■ WRITTEN TASK: Replace "tiled floor" with "tile floor" in the entries below from the line with "Mark a point on each instance of the white" to the line with "[(449, 229)]". Give only those lines, with everything else unchanged.
⟨
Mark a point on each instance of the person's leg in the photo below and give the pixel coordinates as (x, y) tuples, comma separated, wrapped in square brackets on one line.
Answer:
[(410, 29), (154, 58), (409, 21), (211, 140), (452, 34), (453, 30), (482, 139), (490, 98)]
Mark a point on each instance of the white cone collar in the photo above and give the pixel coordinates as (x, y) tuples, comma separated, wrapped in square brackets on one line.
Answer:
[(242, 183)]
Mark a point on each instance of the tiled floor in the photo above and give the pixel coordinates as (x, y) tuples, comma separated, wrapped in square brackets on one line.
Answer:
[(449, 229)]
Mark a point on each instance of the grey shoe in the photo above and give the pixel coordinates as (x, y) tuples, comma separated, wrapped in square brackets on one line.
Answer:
⟩
■ REPLY:
Mark a point on each instance of the white cone collar in the photo above and give the pixel coordinates as (x, y) tuples, comma separated, wrapped in square brackets on one line.
Answer:
[(242, 183)]
Mark a point on each instance of the tile floor in the photo above and give the pixel coordinates as (x, y) tuples, comma separated, wrapped in square brackets on one line.
Answer:
[(449, 229)]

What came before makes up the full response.